**Written instruction**. Transcribe, exactly as they appear, only the lines from the one holding "the thumb in" through the end of the entries below.
—————
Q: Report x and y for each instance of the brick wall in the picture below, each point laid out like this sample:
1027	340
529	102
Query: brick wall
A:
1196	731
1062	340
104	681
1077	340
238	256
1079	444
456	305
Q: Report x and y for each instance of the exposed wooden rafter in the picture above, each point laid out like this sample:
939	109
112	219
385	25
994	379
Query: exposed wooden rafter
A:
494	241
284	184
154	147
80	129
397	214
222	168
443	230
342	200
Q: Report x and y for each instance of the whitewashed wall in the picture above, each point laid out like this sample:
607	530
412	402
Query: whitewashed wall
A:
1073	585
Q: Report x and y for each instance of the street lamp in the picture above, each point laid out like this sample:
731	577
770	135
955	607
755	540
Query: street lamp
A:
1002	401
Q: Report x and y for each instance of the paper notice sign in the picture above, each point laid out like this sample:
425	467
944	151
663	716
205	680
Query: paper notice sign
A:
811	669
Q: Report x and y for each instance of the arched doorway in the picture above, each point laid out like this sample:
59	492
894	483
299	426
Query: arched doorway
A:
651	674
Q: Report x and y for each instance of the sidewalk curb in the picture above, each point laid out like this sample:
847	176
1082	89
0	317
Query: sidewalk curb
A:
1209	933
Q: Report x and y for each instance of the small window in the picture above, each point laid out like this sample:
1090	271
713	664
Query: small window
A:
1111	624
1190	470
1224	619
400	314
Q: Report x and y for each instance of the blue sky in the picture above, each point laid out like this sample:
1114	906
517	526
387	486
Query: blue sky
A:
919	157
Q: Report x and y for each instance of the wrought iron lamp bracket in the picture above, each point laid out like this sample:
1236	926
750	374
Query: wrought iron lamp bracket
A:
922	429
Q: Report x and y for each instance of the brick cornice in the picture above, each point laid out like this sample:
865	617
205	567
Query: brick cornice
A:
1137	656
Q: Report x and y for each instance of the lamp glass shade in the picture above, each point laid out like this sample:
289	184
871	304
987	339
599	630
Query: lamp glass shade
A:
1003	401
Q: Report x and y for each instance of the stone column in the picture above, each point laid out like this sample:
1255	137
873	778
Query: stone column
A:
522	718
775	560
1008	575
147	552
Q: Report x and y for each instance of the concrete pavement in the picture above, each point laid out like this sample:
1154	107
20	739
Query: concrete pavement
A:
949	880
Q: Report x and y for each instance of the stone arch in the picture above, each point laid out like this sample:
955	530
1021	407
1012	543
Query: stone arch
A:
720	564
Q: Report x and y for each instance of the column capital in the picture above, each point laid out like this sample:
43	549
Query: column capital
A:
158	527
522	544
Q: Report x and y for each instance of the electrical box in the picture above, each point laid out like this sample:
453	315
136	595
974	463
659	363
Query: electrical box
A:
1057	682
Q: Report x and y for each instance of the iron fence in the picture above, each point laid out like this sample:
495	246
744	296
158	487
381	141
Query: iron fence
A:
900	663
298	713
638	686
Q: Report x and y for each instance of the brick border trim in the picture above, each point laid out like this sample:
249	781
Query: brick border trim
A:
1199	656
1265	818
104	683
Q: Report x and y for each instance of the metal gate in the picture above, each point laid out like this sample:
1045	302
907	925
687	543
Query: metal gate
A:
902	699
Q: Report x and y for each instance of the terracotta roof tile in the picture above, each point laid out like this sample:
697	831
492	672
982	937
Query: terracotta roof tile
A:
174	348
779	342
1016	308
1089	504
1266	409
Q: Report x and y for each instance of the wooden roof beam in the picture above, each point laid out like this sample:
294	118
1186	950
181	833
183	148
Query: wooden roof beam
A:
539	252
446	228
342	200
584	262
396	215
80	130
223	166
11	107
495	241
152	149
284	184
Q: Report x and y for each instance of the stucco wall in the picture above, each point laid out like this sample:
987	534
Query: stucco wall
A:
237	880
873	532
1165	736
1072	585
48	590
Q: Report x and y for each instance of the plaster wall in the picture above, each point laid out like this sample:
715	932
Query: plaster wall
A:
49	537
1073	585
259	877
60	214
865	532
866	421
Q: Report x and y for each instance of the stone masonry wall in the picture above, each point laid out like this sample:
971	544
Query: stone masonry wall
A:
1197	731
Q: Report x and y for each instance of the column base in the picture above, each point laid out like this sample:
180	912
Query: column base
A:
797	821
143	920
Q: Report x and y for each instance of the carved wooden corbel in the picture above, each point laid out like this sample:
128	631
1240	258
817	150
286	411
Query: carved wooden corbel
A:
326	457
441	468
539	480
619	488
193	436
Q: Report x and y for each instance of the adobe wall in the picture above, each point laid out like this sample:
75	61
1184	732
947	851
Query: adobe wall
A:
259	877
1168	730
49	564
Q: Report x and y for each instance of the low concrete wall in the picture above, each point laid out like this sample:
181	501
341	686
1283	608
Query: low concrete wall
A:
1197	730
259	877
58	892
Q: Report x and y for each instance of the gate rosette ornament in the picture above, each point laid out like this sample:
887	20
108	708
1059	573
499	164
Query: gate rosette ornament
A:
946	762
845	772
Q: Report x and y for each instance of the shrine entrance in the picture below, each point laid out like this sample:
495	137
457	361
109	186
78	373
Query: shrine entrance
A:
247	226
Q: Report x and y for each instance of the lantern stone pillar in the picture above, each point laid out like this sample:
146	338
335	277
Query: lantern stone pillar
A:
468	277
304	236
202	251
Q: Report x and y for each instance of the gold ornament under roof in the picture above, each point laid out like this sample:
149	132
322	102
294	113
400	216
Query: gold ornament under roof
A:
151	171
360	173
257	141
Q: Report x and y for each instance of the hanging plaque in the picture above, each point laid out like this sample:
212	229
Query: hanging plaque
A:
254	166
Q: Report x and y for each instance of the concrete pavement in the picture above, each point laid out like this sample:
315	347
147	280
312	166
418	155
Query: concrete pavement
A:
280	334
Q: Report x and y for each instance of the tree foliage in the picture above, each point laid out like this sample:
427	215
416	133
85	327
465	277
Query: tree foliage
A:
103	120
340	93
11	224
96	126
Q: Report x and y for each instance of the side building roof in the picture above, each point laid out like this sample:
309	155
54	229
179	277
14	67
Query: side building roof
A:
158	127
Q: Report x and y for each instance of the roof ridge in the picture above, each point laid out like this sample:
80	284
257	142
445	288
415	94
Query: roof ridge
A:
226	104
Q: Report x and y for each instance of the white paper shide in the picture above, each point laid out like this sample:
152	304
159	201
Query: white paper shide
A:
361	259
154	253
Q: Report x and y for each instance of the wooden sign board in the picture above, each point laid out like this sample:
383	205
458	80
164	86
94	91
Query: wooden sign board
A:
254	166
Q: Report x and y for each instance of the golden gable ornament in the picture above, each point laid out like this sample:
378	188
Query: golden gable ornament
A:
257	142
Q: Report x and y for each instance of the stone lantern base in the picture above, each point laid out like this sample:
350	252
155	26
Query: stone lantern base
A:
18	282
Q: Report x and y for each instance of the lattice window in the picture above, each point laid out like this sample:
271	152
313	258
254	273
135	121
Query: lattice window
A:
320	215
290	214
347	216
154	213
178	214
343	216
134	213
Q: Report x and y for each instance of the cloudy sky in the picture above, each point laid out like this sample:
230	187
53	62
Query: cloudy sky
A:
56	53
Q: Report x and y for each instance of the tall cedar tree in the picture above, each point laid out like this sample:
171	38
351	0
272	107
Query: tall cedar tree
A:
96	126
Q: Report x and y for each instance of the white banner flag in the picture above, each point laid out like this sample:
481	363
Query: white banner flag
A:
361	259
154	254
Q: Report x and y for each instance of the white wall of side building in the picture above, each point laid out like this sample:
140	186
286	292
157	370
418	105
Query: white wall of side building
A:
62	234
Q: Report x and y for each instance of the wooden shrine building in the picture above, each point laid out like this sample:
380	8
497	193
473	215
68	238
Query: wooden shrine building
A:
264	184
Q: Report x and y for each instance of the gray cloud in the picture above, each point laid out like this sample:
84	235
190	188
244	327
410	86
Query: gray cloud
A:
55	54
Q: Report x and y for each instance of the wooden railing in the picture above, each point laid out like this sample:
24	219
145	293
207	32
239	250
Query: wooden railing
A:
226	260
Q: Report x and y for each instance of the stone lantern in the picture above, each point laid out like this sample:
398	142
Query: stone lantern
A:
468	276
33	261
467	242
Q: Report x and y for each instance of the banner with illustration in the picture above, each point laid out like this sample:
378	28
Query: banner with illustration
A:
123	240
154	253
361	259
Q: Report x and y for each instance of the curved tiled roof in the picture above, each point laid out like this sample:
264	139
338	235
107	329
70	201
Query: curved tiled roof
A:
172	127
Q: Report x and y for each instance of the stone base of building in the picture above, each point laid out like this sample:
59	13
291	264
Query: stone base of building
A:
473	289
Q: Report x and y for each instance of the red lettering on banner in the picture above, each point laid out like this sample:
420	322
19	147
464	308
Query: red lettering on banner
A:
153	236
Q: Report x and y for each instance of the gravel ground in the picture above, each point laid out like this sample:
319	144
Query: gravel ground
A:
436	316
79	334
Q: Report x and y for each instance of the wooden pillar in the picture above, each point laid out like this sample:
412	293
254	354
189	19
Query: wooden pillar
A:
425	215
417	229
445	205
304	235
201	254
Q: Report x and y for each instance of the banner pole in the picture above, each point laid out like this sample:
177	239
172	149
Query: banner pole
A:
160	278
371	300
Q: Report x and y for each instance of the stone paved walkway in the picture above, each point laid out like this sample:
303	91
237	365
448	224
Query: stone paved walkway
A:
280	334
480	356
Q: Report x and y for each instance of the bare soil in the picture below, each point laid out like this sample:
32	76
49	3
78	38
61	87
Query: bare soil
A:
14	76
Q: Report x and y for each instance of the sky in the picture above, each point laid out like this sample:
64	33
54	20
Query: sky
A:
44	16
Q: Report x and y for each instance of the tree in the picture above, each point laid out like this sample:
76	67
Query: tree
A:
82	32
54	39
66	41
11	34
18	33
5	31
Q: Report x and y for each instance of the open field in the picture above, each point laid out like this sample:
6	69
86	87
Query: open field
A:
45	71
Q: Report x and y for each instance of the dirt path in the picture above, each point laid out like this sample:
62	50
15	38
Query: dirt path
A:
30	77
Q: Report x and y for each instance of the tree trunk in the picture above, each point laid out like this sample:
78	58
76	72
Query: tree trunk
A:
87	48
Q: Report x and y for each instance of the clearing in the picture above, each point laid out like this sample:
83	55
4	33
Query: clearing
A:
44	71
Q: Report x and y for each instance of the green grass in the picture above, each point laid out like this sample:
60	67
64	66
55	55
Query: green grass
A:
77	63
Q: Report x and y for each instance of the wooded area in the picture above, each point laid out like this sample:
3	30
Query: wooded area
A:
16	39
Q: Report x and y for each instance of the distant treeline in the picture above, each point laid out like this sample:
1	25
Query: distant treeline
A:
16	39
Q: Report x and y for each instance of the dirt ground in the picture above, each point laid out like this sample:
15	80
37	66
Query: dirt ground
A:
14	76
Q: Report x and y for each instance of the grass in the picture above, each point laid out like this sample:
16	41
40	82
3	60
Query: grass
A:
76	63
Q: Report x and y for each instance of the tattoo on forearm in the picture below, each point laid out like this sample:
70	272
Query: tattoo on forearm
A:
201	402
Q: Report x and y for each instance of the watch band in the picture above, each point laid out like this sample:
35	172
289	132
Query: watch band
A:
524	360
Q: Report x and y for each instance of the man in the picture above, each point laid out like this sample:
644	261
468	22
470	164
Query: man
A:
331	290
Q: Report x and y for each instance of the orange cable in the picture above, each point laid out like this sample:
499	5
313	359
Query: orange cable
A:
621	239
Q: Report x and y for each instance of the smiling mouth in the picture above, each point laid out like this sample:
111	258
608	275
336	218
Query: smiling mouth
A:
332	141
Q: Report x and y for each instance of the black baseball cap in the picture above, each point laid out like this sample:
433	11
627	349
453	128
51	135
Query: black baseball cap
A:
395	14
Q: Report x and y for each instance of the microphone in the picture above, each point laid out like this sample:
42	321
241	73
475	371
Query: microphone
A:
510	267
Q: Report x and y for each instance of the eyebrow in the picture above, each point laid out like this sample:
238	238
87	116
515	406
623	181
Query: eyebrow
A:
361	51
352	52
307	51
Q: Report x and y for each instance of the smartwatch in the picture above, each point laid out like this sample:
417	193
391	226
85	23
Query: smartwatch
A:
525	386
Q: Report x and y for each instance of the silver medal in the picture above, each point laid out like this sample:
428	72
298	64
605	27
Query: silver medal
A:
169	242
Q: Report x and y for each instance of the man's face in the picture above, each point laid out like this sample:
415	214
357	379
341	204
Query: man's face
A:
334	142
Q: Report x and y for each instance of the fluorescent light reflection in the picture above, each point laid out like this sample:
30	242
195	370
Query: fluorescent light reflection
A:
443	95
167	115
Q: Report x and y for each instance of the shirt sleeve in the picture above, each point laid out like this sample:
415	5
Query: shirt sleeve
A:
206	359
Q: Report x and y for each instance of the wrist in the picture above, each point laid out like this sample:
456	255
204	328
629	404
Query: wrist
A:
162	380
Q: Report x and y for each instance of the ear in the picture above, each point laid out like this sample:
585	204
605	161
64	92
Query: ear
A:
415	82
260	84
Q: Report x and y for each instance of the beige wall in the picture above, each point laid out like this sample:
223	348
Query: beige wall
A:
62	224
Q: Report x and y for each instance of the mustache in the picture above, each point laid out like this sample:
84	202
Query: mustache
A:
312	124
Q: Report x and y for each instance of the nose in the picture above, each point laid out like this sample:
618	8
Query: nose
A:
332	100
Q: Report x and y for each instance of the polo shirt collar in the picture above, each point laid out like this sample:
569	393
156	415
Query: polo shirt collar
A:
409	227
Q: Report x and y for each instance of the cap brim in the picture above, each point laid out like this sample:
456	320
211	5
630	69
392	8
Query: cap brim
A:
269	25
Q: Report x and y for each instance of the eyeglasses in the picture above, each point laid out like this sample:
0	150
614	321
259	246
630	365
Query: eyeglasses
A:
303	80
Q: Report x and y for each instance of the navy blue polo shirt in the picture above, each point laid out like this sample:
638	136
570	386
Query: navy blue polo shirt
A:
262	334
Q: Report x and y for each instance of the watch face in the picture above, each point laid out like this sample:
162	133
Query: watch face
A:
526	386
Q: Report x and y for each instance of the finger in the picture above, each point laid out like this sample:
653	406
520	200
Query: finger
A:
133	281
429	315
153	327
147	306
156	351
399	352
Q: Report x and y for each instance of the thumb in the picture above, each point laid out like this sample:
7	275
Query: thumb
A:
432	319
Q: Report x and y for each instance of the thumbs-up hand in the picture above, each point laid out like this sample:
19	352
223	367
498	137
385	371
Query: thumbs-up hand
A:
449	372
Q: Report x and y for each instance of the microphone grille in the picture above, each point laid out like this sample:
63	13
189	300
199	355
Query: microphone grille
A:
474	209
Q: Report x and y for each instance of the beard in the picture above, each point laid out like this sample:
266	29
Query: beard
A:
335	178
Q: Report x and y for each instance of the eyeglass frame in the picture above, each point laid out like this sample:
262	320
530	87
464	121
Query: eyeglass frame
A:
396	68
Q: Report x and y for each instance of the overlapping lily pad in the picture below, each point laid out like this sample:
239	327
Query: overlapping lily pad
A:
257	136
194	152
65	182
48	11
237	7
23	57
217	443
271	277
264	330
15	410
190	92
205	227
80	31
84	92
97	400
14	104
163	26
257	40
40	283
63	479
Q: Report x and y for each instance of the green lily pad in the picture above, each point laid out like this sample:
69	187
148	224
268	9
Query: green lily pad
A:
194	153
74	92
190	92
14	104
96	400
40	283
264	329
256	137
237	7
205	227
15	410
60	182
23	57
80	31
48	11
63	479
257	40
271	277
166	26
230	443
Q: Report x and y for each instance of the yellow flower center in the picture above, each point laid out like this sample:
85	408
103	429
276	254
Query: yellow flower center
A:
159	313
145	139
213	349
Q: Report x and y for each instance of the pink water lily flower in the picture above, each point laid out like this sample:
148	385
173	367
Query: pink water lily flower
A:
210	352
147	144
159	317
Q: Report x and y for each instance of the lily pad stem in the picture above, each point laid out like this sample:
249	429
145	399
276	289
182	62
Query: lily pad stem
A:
—————
**Worked answer**.
Q: Report x and y for each instance of the thumb in the picture above, each point laid out like this sample:
7	275
Query: thumb
A:
432	319
Q: Report x and y for each instance of the thumbs-up hand in the picture above, each point laid out like this sample:
19	352
223	367
498	137
385	371
Query: thumbs-up hand
A:
449	372
Q: Report x and y for each instance of the microphone grille in the picture above, each point laid out like this sample:
63	13
189	300
199	355
Query: microphone grille
A:
474	209
Q: Report x and y for each instance of the beard in the picture above, each point laid out like this sample:
266	29
Query: beard
A:
335	178
Q: Report x and y for each instance of the eyeglass frame in the picture above, each point laid out like this sample:
262	320
530	87
464	121
Query: eyeglass frame
A:
396	68
Q: Report x and y for each instance of the overlapping lily pad in the picture below, each point laid out like this sample:
239	327
Query: overlapping lily pad
A:
257	136
194	152
65	182
48	11
237	7
23	57
217	443
271	277
264	330
15	410
190	92
205	227
80	31
84	92
97	400
14	104
163	26
257	40
40	283
63	479
Q: Report x and y for each instance of the green lily pad in the picture above, each point laid out like this sample:
69	187
148	224
268	9
Query: green lily pad
A:
194	153
74	92
190	92
14	104
96	400
40	283
264	329
256	137
237	7
205	227
15	410
60	182
23	57
80	31
48	11
63	479
257	40
271	277
166	26
230	443
Q: Report x and y for each instance of the yellow flower center in the picture above, each point laid out like this sample:
85	408
103	429
276	254
Query: yellow flower center
A:
159	313
145	139
213	349
Q: Report x and y for each instance of the pink water lily flower in the picture above, each point laid out like this sample:
148	385
173	367
Query: pink water lily flower
A:
210	352
147	144
159	317
Q: Report x and y for each instance of the lily pad stem in the picture above, each point laid out like this sample:
249	429
145	399
276	289
182	62
Query: lily pad stem
A:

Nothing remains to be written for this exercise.